DIRECTIVE -
Reproduce verbatim the stretch of the listing from the line containing "canopy in the image above." through the end of the listing, including both ends.

LISTED RECORDS -
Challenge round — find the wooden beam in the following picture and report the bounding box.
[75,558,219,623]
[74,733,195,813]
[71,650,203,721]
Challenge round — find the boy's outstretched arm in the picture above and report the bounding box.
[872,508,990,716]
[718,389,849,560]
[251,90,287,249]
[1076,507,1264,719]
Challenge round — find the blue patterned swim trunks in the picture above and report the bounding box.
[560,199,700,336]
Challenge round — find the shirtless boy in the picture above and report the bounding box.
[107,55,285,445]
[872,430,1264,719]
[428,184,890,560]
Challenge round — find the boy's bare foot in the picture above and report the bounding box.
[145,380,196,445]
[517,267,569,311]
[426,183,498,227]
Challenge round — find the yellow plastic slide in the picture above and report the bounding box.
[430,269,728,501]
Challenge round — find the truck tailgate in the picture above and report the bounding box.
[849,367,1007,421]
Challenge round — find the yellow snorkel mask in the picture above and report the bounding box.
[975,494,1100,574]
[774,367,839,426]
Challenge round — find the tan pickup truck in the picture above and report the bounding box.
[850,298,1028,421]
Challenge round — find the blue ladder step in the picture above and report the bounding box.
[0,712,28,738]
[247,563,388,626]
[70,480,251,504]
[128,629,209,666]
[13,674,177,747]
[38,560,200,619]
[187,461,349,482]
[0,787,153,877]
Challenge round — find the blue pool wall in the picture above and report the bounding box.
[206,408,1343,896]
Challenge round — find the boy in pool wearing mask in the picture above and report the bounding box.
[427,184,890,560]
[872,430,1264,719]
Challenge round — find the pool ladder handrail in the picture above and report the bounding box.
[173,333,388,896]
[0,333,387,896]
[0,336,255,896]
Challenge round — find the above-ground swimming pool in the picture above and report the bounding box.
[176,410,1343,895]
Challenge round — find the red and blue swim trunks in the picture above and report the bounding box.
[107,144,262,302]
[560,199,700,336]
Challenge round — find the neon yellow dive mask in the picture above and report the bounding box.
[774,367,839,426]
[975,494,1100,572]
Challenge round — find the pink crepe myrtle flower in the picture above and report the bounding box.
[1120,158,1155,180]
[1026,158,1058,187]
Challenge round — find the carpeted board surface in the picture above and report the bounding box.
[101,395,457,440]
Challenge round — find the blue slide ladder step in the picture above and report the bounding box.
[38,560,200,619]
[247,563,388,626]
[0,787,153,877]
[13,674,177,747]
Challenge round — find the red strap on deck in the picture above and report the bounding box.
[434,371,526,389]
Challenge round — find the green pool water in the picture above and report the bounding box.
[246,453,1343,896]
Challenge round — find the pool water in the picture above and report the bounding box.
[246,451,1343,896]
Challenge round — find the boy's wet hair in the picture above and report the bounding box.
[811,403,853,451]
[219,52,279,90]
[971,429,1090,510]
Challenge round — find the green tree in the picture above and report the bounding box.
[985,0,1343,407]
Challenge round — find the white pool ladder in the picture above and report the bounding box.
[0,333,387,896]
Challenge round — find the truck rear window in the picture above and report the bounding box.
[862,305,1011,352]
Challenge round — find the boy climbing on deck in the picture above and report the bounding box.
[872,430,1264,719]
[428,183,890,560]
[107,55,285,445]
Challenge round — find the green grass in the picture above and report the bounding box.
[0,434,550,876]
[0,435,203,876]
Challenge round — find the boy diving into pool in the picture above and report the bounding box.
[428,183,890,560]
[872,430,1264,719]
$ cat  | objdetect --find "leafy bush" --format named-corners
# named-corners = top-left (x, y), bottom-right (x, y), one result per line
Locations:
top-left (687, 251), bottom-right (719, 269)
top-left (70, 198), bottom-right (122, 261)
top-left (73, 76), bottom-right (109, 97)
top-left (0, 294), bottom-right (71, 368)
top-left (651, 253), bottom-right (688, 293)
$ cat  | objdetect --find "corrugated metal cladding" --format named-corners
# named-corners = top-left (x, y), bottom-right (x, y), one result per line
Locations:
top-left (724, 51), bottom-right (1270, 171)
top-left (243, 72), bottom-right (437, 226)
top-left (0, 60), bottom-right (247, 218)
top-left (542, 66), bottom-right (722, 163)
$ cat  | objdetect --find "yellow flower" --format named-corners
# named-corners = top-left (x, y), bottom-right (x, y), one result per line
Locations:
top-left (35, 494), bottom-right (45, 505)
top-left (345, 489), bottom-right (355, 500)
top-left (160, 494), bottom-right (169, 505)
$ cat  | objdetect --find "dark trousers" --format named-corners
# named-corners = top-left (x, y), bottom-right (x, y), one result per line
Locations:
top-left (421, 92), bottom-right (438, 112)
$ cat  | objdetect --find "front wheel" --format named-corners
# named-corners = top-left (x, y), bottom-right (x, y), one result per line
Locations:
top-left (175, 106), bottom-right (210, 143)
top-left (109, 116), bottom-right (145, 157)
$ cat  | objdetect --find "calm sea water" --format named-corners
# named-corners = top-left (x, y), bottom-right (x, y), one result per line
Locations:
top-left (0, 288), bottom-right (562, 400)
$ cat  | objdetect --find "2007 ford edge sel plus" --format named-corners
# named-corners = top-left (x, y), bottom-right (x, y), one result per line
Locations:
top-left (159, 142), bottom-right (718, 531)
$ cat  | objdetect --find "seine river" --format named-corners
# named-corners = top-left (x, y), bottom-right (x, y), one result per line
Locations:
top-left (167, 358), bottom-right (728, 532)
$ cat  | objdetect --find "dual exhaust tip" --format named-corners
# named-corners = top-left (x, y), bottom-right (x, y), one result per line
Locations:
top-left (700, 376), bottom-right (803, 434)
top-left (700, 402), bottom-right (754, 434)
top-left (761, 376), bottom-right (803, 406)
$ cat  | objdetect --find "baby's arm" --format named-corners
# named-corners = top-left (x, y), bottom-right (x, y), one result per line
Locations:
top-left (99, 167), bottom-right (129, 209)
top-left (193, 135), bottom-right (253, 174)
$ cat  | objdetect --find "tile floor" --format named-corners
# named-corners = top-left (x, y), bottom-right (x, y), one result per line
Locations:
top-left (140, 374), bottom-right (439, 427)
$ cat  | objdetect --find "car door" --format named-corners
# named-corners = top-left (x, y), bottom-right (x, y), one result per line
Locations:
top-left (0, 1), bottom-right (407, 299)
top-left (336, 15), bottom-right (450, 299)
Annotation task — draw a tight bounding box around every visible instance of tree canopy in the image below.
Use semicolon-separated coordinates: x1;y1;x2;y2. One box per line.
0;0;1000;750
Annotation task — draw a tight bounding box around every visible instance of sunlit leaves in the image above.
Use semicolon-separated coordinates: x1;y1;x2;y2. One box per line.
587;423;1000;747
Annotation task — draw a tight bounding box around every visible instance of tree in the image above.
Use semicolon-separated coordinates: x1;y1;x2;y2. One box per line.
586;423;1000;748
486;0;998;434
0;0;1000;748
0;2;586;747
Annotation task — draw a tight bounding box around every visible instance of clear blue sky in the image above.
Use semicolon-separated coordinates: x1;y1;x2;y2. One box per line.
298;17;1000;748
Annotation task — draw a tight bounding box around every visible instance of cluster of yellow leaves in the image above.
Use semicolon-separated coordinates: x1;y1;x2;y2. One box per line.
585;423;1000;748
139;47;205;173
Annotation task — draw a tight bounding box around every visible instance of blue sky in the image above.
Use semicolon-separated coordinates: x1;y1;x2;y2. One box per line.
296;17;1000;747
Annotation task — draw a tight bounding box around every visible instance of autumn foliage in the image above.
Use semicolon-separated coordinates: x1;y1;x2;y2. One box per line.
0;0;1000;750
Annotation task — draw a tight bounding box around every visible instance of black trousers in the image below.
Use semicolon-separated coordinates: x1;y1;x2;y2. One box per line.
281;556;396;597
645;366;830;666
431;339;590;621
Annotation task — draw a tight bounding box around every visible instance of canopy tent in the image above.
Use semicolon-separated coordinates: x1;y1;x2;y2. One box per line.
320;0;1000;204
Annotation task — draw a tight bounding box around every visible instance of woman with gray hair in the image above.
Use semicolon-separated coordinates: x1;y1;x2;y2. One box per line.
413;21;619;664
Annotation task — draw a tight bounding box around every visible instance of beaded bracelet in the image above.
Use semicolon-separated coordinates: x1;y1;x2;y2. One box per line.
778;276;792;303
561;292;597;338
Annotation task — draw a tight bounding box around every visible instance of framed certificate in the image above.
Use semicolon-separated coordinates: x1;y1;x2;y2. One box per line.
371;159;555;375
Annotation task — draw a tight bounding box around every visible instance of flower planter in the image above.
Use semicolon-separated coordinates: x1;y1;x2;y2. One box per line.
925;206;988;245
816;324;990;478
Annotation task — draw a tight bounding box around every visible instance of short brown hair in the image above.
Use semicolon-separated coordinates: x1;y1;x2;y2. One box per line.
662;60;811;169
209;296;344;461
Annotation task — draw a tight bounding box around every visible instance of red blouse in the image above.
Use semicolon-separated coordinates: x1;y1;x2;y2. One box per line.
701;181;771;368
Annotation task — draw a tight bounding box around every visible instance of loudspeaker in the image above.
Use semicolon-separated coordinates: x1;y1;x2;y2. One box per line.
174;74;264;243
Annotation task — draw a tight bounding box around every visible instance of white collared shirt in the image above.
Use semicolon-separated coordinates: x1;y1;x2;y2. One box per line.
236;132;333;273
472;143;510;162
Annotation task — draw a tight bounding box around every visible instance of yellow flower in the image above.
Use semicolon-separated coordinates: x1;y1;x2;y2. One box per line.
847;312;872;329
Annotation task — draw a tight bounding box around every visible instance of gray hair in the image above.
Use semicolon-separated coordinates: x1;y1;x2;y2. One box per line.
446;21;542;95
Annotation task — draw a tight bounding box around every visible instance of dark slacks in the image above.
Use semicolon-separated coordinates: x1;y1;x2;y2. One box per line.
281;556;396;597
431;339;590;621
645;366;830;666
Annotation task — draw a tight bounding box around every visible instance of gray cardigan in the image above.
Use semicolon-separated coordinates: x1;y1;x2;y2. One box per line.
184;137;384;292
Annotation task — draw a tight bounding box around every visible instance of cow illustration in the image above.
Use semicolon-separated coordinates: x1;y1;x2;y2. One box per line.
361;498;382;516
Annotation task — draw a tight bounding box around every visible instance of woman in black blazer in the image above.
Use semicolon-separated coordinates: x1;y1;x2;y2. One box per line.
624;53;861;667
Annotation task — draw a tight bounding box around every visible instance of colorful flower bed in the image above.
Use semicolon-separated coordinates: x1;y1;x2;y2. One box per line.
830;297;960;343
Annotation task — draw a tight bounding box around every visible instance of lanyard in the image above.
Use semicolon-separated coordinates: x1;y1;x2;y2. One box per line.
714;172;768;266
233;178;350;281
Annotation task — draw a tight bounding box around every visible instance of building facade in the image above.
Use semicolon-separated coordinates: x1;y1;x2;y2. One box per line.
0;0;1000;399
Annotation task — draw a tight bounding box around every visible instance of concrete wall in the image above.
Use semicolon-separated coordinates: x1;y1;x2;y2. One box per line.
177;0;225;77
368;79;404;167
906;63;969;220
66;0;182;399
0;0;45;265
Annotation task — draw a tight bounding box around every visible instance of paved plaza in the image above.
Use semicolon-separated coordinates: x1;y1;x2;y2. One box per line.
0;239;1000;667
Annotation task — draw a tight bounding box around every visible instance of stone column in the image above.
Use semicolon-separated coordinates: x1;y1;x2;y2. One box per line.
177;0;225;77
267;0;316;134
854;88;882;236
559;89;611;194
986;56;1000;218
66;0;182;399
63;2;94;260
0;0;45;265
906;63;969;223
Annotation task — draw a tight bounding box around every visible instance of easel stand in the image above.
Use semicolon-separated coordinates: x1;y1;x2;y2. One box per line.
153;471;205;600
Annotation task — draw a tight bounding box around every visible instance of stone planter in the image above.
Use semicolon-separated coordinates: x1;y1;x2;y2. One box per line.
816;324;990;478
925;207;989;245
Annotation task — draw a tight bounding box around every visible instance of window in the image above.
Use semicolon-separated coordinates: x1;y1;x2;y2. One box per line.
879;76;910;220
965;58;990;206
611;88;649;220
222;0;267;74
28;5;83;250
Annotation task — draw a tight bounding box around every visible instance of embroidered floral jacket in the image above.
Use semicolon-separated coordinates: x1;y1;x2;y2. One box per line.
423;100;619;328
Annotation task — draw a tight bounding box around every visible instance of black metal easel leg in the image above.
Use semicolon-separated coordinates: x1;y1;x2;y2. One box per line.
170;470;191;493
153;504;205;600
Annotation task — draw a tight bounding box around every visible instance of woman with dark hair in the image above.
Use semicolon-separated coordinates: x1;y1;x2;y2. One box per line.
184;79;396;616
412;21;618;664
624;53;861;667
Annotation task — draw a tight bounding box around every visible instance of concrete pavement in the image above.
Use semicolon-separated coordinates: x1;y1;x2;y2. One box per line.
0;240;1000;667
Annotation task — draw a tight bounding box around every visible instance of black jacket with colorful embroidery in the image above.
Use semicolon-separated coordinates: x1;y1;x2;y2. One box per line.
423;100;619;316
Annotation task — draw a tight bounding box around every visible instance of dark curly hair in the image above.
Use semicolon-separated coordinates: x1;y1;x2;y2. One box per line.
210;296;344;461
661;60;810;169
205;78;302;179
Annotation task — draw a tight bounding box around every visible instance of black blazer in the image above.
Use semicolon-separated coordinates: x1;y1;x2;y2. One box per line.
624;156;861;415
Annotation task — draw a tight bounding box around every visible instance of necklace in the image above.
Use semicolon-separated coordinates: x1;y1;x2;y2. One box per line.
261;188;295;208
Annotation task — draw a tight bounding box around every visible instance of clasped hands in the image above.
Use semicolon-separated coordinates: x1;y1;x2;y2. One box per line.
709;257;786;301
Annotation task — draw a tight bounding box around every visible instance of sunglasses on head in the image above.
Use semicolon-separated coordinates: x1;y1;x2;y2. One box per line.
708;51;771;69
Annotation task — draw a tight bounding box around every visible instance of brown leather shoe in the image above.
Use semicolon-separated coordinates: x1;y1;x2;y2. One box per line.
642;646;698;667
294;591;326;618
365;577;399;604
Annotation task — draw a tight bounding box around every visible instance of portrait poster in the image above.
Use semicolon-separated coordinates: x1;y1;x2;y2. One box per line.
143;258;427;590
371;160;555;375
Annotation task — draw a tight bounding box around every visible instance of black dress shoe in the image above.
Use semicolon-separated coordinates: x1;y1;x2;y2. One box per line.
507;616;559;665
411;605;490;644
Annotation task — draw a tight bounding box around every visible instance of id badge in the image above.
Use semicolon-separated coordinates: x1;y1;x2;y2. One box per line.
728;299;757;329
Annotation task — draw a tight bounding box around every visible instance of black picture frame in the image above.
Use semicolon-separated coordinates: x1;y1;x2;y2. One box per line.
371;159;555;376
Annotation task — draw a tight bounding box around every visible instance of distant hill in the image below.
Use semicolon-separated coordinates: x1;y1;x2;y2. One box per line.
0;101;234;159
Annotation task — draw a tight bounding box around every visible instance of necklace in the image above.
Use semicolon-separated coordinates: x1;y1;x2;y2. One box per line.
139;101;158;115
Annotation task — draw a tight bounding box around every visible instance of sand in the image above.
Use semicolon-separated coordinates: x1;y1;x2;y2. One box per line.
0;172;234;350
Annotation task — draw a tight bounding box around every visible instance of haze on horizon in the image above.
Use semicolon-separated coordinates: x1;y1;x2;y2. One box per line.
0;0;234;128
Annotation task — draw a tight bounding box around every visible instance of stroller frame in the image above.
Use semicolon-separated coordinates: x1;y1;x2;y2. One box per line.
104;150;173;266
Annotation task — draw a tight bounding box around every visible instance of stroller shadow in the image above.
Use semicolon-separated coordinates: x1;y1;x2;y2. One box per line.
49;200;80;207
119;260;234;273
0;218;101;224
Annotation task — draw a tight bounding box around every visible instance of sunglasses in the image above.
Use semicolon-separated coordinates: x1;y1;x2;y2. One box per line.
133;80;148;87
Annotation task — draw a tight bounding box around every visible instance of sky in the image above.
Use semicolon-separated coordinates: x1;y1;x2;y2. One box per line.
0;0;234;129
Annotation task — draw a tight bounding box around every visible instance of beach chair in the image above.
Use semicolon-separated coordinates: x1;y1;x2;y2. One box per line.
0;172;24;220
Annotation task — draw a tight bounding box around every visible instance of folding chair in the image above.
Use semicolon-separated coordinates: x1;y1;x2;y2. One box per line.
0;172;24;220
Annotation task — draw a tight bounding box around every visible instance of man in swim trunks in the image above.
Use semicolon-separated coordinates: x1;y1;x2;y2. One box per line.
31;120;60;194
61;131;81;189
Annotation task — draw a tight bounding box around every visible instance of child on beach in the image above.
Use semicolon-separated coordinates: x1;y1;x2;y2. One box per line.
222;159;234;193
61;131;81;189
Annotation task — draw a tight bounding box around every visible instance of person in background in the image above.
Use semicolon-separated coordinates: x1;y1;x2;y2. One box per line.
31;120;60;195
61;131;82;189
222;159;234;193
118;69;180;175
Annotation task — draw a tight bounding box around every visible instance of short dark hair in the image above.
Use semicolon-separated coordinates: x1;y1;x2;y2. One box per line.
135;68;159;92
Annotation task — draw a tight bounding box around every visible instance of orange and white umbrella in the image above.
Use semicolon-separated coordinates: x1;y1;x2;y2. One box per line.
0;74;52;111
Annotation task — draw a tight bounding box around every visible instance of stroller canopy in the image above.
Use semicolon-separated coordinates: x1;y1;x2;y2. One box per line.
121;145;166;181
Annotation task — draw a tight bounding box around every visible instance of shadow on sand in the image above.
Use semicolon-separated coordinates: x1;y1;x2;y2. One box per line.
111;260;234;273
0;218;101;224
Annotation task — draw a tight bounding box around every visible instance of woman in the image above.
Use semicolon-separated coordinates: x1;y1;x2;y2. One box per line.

TASK RESULT -
Annotation task — draw a tight bounding box around every visible instance of stroller canopy in the image above.
Use semicolon-separated coordinates: x1;y1;x2;y2. One box per line.
121;145;166;181
Annotation task — draw a tight bounding box around every visible instance of shadow on sand in the image above.
Use semicolon-separated coordinates: x1;y1;x2;y2. One box per line.
111;260;234;273
0;218;101;224
Annotation task — draw a tight bounding box around every visible instance of woman in the image above.
Use semicolon-separated coordinates: x1;y1;x2;y2. One box per line.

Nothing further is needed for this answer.